--- Task item ---
Word for word, transcribe all the entries shown below.

Provided records Block Start

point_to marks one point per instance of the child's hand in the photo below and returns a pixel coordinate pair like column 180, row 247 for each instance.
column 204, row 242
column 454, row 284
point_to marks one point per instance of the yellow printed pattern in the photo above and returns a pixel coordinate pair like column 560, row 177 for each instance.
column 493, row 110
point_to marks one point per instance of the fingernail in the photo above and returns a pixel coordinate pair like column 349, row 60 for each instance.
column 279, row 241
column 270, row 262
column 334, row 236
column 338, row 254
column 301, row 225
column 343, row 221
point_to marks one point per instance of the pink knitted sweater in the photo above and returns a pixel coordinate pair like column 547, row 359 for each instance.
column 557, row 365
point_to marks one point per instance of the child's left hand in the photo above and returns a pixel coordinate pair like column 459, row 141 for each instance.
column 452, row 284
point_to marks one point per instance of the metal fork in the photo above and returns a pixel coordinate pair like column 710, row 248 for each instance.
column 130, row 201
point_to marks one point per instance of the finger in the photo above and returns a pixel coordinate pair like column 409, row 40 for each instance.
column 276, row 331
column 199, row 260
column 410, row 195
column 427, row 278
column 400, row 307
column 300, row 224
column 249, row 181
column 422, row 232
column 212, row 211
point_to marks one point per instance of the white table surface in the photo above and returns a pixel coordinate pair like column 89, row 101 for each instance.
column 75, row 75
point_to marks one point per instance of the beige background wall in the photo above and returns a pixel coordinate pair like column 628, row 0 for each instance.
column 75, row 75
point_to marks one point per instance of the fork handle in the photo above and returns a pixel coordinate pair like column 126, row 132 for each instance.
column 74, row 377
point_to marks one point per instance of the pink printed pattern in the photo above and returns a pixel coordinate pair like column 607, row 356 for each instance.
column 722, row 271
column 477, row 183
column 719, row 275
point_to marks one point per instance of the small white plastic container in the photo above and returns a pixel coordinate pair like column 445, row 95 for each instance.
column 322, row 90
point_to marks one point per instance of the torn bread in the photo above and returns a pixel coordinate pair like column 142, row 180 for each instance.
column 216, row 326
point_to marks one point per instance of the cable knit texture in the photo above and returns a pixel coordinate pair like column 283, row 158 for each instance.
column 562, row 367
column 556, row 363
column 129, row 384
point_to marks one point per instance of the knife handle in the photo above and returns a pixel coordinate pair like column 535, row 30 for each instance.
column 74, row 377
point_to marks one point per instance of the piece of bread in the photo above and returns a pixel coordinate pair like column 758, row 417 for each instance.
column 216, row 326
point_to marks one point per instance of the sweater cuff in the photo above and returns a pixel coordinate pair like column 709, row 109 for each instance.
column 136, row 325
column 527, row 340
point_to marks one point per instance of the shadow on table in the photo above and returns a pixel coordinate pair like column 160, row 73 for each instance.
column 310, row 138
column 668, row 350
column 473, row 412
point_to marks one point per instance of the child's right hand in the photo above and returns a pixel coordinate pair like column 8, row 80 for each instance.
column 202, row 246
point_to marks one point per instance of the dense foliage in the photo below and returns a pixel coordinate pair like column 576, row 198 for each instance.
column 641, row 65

Provided records Block End

--- Exercise response ---
point_to marks one point per instance of the child's hand in the photo below and returns a pixel coordinate pair like column 180, row 247 for each instance.
column 204, row 242
column 454, row 284
point_to marks one point per instance of the yellow printed pattern in the photo above and returns a pixel coordinate pair like column 560, row 177 for each instance.
column 493, row 110
point_to marks one point per instance of the fingernail in the photo above and returns a pixel coordinate pair like column 349, row 60 for each instance.
column 279, row 241
column 270, row 262
column 334, row 236
column 338, row 254
column 301, row 225
column 343, row 221
point_to marks one point per instance of the pink knitted sweater in the photo above and returns a pixel coordinate pair like column 547, row 359 for each instance.
column 557, row 365
point_to marks one point per instance of the child's left hand in the photo above and returns a pixel coordinate pair like column 459, row 141 for each instance.
column 452, row 284
point_to marks one point per instance of the metal fork in the photo above and returns a pixel coordinate pair like column 710, row 248 for each instance.
column 130, row 201
point_to marks one point per instance of the finger in the photo above and returns a pixel coordinate pair like column 409, row 40 for each instance.
column 276, row 331
column 199, row 260
column 410, row 195
column 427, row 278
column 400, row 307
column 300, row 224
column 249, row 181
column 422, row 232
column 212, row 211
point_to marks one point per instance of the white table surface in the photo above and returns a pixel coordinate pair like column 89, row 101 for each instance.
column 75, row 75
point_to marks one point per instance of the beige background wall in the photo above and returns a pixel coordinate pair like column 628, row 0 for each instance.
column 75, row 75
point_to marks one point per instance of the fork handle in the photo above and returns a pixel coordinate pair like column 126, row 132 for each instance.
column 74, row 377
point_to marks one point per instance of the pink printed pattern in the photo above and returns a pixel coordinate pair like column 607, row 356 for each instance.
column 722, row 271
column 477, row 183
column 719, row 275
point_to marks one point per instance of the small white plastic container in the photo above and returns a pixel coordinate pair like column 445, row 95 for each instance.
column 322, row 90
point_to marks one point per instance of the torn bread in the photo above and returns a pixel coordinate pair like column 142, row 180 for each instance.
column 216, row 326
point_to marks one point per instance of the cable knit texture in the photo above and returns a pixel coordinate pair like column 283, row 158 for each instance.
column 562, row 367
column 556, row 363
column 129, row 384
point_to marks one point per instance of the knife handle in the photo above and returns a pixel coordinate pair like column 535, row 30 for each instance.
column 74, row 377
point_to marks one point per instance of the piece of bread in the photo above and returns a pixel coordinate pair like column 758, row 417 for each instance.
column 216, row 326
point_to marks one point per instance of the sweater cuff in the photo above and returns a pixel coordinate pair like column 709, row 109 for each instance.
column 136, row 325
column 527, row 340
point_to marks one point per instance of the shadow on table in the photo above and returns a pixel coordinate pair like column 160, row 73 for each instance.
column 310, row 138
column 668, row 350
column 473, row 412
point_to marks one point per instance of the child's right hand in the photo above and returns a pixel coordinate pair like column 8, row 80 for each instance.
column 202, row 246
point_to marks one point per instance of the dense foliage in the photo below and returns a pixel coordinate pair like column 576, row 198 for each instance.
column 641, row 65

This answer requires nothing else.